## EXCERPT PROVIDED
══════════

Why does cold and flu season seem to apply to you, every season? Why does it take you weeks to bounce back when a bug gets you down? Why do your allergies seem to be so much worse than others? The answer to these questions might be an under-appreciated immune system.

I often like to think of the immune system in terms of a war. Our warriors are known as white blood cells, while the invaders are often pathogens in the form of bacteria or virus’. When the body first meets the enemy, it attacks without much strategy because we have yet to understand this new invader. In the ensuing battle, we lose some warriors, and hopefully the enemy will lose far more. To better understand the enemy for future invasions, our warriors will take some of their parts known as antigens to study. This allows the body to train cells to adapt in a very specific and strategic manner. While this system normally works well, sometimes the body will mistake an allergen for an enemy, and mount an inappropriate immune response to a piece of pet dander or certain foods.

This begs the question: How can one support the immune system and reduce allergy symptoms such as a cough, runny nose or itchy eyes? Luckily, one may only need to look at the global garden outside.

Certain herbs have long been used for strengthening the immune systems of humans. The European Medicines Agency hosts a wealth of information on many of these incredible plants and minerals. Echinacea purpurea is more of an immunomodulator, meaning the plant can help mitigate the peaks and valleys of the immune reaction. It has been shown to reduce cold frequency, duration, and severity. Another herb, Astragalus radix, also carries immunomodulatory properties and can help support the immune system. This modulatory characteristic allows the species’ to be used for both the prevention and treatment of cold and flu symptoms.

══════════

## EXCERPTED RECORDS
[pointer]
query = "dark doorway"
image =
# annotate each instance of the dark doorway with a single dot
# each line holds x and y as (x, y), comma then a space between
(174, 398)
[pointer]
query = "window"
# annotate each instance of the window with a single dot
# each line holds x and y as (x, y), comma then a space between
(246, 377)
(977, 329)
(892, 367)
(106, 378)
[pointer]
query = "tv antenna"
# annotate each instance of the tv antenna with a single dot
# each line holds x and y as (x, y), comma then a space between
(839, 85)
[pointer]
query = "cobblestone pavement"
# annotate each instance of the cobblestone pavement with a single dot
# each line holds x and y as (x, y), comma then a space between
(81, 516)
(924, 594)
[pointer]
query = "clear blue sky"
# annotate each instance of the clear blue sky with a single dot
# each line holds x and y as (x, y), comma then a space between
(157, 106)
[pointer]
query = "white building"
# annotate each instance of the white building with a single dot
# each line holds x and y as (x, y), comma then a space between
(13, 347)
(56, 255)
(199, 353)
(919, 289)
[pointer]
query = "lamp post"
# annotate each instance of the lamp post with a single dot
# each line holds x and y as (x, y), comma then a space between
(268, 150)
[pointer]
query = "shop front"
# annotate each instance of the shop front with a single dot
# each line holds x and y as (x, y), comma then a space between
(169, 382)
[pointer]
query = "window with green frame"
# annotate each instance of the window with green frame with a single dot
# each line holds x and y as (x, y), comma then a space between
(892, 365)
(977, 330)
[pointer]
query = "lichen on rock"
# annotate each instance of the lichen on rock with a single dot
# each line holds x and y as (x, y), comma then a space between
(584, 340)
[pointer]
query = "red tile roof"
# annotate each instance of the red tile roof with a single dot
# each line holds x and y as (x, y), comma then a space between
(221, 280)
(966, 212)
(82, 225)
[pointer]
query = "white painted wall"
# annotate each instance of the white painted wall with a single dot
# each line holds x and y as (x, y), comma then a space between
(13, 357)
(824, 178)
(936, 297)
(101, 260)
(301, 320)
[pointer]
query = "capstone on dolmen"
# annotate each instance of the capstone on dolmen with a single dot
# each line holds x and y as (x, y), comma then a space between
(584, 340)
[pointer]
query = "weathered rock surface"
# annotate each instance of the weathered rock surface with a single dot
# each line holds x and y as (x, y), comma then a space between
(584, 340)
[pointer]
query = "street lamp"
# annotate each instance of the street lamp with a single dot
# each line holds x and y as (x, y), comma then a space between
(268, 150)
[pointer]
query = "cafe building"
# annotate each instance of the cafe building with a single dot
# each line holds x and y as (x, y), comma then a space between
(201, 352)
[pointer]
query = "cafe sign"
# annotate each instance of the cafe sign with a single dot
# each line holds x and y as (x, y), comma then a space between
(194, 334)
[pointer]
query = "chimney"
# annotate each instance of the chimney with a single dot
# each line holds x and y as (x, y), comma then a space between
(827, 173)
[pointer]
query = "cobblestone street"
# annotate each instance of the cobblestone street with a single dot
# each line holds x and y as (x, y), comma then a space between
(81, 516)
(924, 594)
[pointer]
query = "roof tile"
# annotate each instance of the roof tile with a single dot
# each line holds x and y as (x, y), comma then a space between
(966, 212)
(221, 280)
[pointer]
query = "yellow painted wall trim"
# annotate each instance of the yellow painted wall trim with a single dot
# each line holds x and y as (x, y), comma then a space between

══════════

## WHAT THIS EXERCISE ASKS
1 – In the immune system article, what has Echinacea purpurea been shown to reduce?
2 – Continue the article on herbs and the immune system from where it stops.

## ANSWERS TO THE TASKS
1 – Cold frequency, duration, and severity.

2 –
Vitamin C is also a classic example of a key nutrient used to fortify the body against illness. There are many studies demonstrating its potential to reduce the duration of an upper respiratory tract infection by approximately 1.6 days. When your child is ill, a day and a half less with a sick child is a gift from the universe for any parent. The research also indicates that the benefit was even stronger when vitamin C is supplemented alongside Echinacea purpurea.

The environment of the gut, known as the microbiome, has the ability to influence the immune system. When pathogenic bacteria accumulate, they can weaken the body’s defences. Probiotics can help restore beneficial bacteria such as Lactobacili and Bifidobacteria, which have been shown to reduce the duration of colds, and how often individuals get sick. A gut with a more diverse population has also been shown to reduce the severity of allergy-related diseases.

It’s also important not to shy away from important minerals such as zinc which has been shown to boost the immune system by controlling systemic inflammation, particularly important in allergies, and reducing the amount of oxidative stress experienced by the body. Any mineral or vitamin deficiencies in the body leave very few resources for your warriors to utilize. When you take a multivitamin, you’re providing fuel for these cells to perform their critical functions such as gobbling up pathogens when they go to war, dividing into new cells, and alerting the body to invaders – just to name a few.

These options are readily available to help arm your body against a variety of intruders on our immune systems.

 

By Owen Wiseman

 

Owen Wiseman is a fourth-year student and primary intern at the Canadian College of Naturopathic Medicine (CCNM). His background in neuroscience and psychology are where he developed a keen interest in ways to heal and ignite the human experience. When he isn’t studying, Owen can be found enjoying time outdoors with his dog, sipping a tea, or learning something new.

 

References:

Gammoh, Nour, and Lothar Rink. “Zinc in infection and inflammation.” Nutrients 9.6 (2017): 624.

Haywood, Brylee A., et al. “Probiotic supplementation reduces the duration and incidence of infections but not severity in elite rugby union players.” Journal of Science and Medicine in Sport 17.4 (2014): 356-360.

Jin, Mingliang, et al. “Structural features and biological activities of the polysaccharides from Astragalus membranaceus.” International Journal of Biological Macromolecules 64 (2014): 257-266.

Monograph, H. M. P. C. “Community Herbal Monograph on Echinacea purpurea (L.) Moench, herba recens.” (2008).

Pascal, Mariona, et al. “Microbiome and allergic diseases.” Frontiers in immunology 9 (2018).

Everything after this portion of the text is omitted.